§ Tarefas e exercícios:
1 – Responda com base no texto sobre sequência didática:
(a) Segundo a professora Maria Isabel Cunha, que tipo de conhecimento o Brasil evidencia historicamente?
(b) Que formação, em geral, falta aos professores universitários?
(c) Qual metodologia de aprendizagem é anunciada como tópico principal do artigo?
2 – Devolva, sem nenhuma alteração, o trecho do texto sobre sequência didática entre "Mesmo sendo uma" e "dos conhecimentos pedagógicos.", inclusive.
3 – Escreva a continuação do texto sobre sequência didática a partir da última frase apresentada.

§ Trecho selecionado:
....
Quem nunca participou de uma aula monótona em que o conteúdo não se conecta com a realidade, e o professor acaba tendo dificuldade de transmitir a mensagem que gostaria aos alunos?

Mesmo sendo uma realidade que gostaríamos muito de evitar, ainda pouco se discute sobre o porquê, muitas vezes, acaba se formando um abismo entre os conhecimentos que o professor possui - e deseja oferecer aos seus estudantes - e a assimilação e interpretação desse aluno.  

Segundo a professora Maria Isabel Cunha, o Brasil é um país que, historicamente, evidencia muito mais o conhecimento focado em pesquisa, ou seja aquele específico sobre alguns assuntos, e acaba por diminuir ou minimizar a importância dos conhecimentos pedagógicos.

“Em geral, os professores universitários não possuem uma formação pedagógica voltada para o processo de ensino-aprendizagem na educação superior, o que pressupõe que o sentido atribuído ao fazer docente, no que diz respeito às competências pedagógicas e aos elementos que constituem a atividade de ensino, como a organização da aula, o planejamento, as estratégias didáticas, as especificidades da relação professor-aluno e o processo de avaliação, são desconhecidos teoricamente e pouco valorizados por esses profissionais.”

Por mais que o cenário que citamos no início desse artigo seja efetivamente recorrente no ensino superior, existem sim formas de superar esse desafio utilizando de metodologias de aprendizagem. Uma delas, que será o tópico principal desse artigo, é a sequência didática.

O que é a sequência didática?

Muito se fala sobre as possibilidades infinitas que o professor tem para conduzir as aulas e “ganhar” cada vez mais os seus alunos. Uma dessas ferramentas é, justamente, a sequência didática, que auxilia no desenvolvimento de um ensino e aprendizagem mais significativo e memorável.
....
[Entradas do conjunto de dados]
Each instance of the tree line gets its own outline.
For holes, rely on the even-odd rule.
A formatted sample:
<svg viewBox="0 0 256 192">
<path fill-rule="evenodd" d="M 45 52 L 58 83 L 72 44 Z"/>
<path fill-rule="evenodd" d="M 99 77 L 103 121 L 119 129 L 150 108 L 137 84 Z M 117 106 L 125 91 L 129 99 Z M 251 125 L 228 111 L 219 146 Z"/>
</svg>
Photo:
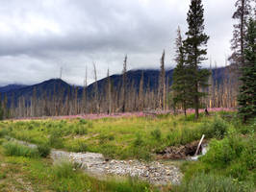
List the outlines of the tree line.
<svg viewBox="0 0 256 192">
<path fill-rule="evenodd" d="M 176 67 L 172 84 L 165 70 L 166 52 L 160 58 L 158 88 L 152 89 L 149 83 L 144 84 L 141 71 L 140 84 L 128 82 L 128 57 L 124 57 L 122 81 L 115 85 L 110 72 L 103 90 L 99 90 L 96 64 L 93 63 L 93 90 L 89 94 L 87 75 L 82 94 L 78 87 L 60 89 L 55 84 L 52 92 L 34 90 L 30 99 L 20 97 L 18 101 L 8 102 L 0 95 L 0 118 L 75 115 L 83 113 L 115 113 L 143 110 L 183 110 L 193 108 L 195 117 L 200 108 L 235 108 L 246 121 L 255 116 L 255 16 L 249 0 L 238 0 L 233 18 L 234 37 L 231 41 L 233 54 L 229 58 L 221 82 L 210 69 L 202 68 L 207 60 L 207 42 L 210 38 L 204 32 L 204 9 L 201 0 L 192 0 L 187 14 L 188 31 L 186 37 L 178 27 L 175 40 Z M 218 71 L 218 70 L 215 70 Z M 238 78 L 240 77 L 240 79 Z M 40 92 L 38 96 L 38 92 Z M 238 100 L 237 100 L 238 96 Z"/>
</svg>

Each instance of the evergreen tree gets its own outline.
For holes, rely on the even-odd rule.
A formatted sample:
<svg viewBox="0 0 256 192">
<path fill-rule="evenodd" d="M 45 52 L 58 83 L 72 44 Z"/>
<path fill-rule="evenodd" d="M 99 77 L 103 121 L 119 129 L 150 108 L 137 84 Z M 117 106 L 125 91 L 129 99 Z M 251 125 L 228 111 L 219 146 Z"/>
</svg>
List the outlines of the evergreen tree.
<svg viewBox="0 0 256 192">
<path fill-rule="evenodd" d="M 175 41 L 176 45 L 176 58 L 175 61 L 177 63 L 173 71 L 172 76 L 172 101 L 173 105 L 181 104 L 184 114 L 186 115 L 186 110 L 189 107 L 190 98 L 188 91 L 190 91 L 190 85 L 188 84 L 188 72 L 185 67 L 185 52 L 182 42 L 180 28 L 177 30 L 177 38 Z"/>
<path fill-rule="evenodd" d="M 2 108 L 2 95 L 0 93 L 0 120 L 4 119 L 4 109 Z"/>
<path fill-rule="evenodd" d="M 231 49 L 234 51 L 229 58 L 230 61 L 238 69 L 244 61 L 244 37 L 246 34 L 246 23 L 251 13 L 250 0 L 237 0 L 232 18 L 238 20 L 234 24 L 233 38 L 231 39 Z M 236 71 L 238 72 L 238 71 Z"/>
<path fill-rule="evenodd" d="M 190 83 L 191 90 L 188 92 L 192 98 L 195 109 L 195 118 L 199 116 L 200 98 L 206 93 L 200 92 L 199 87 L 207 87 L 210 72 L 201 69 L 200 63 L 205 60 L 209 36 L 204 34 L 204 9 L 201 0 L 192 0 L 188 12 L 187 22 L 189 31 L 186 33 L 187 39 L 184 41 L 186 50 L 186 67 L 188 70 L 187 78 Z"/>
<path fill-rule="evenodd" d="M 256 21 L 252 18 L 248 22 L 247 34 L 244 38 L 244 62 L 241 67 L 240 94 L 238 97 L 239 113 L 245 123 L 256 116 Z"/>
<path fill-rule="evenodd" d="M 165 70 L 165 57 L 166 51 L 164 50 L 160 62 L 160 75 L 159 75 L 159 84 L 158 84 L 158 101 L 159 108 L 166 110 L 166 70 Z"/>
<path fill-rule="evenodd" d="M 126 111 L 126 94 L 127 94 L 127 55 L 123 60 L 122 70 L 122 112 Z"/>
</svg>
....
§ Respostas por tarefa:
1 –
(a) O conhecimento focado em pesquisa, ou seja, aquele específico sobre alguns assuntos.
(b) Uma formação pedagógica voltada para o processo de ensino-aprendizagem na educação superior.
(c) A sequência didática.

2 –
Mesmo sendo uma realidade que gostaríamos muito de evitar, ainda pouco se discute sobre o porquê, muitas vezes, acaba se formando um abismo entre os conhecimentos que o professor possui - e deseja oferecer aos seus estudantes - e a assimilação e interpretação desse aluno.  

Segundo a professora Maria Isabel Cunha, o Brasil é um país que, historicamente, evidencia muito mais o conhecimento focado em pesquisa, ou seja aquele específico sobre alguns assuntos, e acaba por diminuir ou minimizar a importância dos conhecimentos pedagógicos.

3 –
De forma geral, é um método para abordar um conteúdo específico de forma mais estruturada e progressiva, buscando envolver os estudantes ativamente no processo, incentivando a reflexão, análise, questionamento e construção de sentido a partir das próprias vivências. É uma estratégia pedagógica que organiza as atividades verdadeiramente como uma sequência, um passo de cada vez, a fim de estimular essa construção articuladamente.

Segundo o psicólogo e um dos mais reconhecidos estudiosos sobre o universo da educação, Jean Piaget, a sequência didática pode ser definida como:

“Uma estratégia de ensino que permite a construção do conhecimento pelos estudantes, por meio de uma organização lógica e progressiva das atividades, promovendo a aprendizagem significativa."

Autonomia e Diversidade

Tornar o aluno protagonista do seu próprio processo de ensino e aprendizagem é, sem dúvidas, um dos grandes desafios da educação superior, não apenas por precisar deixar de lado o tradicionalismo - aquela educação mais engessada - mas também porque, por vezes, o professor não têm recebido as capacitações necessárias para conhecer todas as possibilidades pedagógicas.

E falamos isso justamente porque a sequência didática é uma excelente opção para adotar no currículo da disciplina, afinal ao permitir que se crie um passo a passo bem estruturado mas que aceite atualizações e modificações no percurso, o aluno sabe muito bem onde o conteúdo se inicia, têm seu ápice, e finaliza. Dessa forma, consegue ter um maior controle tanto sobre o que aprenderá em sala de aula, quanto de seus estudos em casa.

Essa ideia pode parecer super recente, mas todo o contexto de tornar o ensino algo marcante e memorável para o aluno têm sua teoria remontando aos anos 1960, quando o psicólogo e educador norte americano David Ausubel publicou pela primeira vez a sua Teoria da Aprendizagem Significativa.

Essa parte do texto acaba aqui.